#### [WHAT YOU NEED TO DO]
Count how many lines in the entries below hold the string "orange", and respond with that number only.

INFORMATION SHOWN START

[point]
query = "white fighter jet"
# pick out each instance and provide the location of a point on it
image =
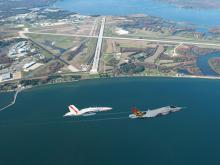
(86, 111)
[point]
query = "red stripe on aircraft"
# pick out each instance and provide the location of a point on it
(71, 107)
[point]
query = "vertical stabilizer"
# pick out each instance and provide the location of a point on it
(73, 109)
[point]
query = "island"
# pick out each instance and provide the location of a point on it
(47, 45)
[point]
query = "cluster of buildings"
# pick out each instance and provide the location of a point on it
(19, 50)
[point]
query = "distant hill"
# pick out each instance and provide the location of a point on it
(198, 4)
(10, 4)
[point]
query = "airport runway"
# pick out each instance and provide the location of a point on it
(95, 65)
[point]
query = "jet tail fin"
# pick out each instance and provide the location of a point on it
(137, 112)
(73, 109)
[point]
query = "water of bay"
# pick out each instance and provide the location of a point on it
(33, 131)
(203, 18)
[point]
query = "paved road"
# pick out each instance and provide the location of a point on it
(95, 65)
(205, 43)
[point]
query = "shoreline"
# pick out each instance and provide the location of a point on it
(124, 76)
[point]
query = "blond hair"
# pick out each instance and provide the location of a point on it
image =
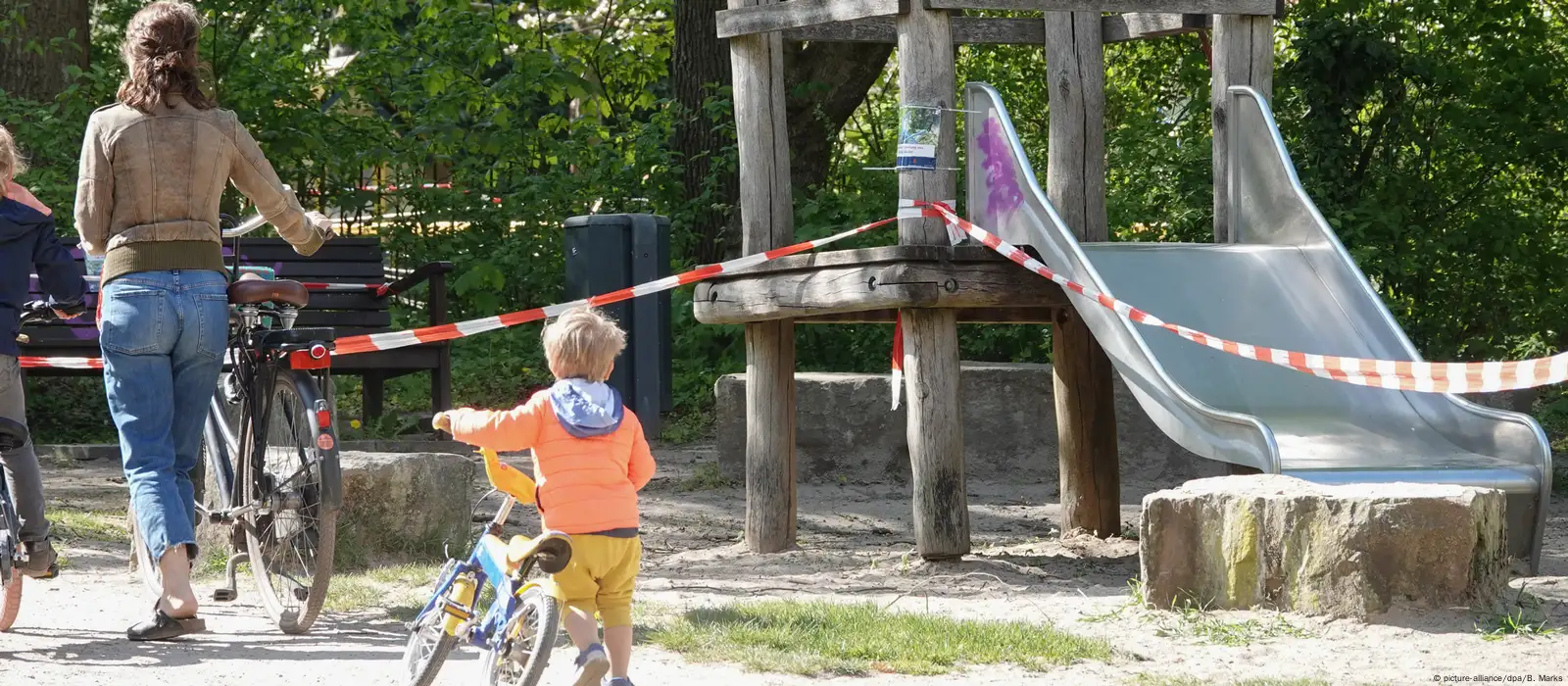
(582, 343)
(12, 160)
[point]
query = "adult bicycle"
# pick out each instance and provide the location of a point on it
(13, 555)
(270, 448)
(13, 436)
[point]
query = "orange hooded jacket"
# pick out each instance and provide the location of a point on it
(588, 468)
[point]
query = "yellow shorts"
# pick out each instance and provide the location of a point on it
(603, 576)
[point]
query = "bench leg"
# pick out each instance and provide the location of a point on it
(373, 395)
(441, 385)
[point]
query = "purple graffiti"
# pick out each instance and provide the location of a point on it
(1000, 174)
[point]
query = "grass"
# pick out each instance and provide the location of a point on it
(706, 476)
(1199, 622)
(399, 589)
(859, 639)
(73, 525)
(1526, 619)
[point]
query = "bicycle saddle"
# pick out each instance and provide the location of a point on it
(553, 549)
(253, 292)
(13, 434)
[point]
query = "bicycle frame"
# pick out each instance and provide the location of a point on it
(486, 561)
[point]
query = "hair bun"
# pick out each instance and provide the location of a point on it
(169, 60)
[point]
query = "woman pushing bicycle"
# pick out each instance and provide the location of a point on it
(154, 168)
(27, 241)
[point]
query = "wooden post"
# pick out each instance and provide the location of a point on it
(441, 376)
(1243, 57)
(767, 221)
(927, 75)
(1076, 185)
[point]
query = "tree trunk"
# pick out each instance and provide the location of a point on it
(827, 83)
(27, 74)
(700, 70)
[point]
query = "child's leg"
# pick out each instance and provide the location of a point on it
(582, 627)
(21, 466)
(615, 605)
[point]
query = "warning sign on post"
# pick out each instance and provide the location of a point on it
(919, 128)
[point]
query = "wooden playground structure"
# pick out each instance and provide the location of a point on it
(932, 285)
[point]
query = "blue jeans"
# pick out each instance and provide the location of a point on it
(164, 337)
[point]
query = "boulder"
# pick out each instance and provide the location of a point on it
(1353, 550)
(404, 505)
(847, 432)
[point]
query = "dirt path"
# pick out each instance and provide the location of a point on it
(857, 545)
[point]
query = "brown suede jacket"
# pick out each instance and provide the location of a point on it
(149, 186)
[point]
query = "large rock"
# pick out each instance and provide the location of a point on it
(1335, 550)
(404, 505)
(846, 429)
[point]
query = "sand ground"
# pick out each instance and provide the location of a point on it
(855, 544)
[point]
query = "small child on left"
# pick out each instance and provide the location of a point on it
(27, 243)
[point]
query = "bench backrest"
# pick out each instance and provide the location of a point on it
(344, 261)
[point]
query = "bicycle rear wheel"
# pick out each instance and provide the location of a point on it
(292, 539)
(522, 651)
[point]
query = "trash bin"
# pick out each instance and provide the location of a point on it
(608, 253)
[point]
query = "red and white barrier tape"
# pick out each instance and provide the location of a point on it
(1396, 374)
(431, 334)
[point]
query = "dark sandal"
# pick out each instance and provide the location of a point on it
(162, 627)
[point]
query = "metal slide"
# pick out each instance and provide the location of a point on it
(1285, 280)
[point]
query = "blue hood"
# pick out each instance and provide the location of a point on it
(587, 408)
(27, 243)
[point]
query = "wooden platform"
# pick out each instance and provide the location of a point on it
(869, 285)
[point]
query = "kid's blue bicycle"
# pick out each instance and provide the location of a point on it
(517, 627)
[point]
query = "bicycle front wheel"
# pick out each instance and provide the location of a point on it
(294, 533)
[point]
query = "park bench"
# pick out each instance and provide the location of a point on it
(344, 261)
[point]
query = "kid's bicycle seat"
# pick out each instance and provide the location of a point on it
(551, 549)
(13, 434)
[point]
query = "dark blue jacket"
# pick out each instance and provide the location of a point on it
(27, 241)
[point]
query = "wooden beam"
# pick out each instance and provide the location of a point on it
(765, 221)
(1005, 30)
(1243, 57)
(847, 288)
(1154, 7)
(744, 21)
(980, 316)
(1076, 185)
(1142, 25)
(927, 77)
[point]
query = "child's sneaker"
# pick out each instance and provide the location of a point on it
(592, 666)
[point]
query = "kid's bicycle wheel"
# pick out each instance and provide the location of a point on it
(428, 643)
(524, 647)
(294, 536)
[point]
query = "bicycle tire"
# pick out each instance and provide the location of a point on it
(423, 628)
(546, 622)
(295, 395)
(10, 596)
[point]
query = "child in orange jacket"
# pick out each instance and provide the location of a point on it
(590, 460)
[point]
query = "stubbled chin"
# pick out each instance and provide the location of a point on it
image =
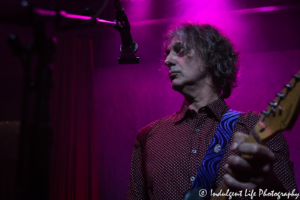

INFORMATION SHOWN END

#### [RESULT FOR THIS TASK]
2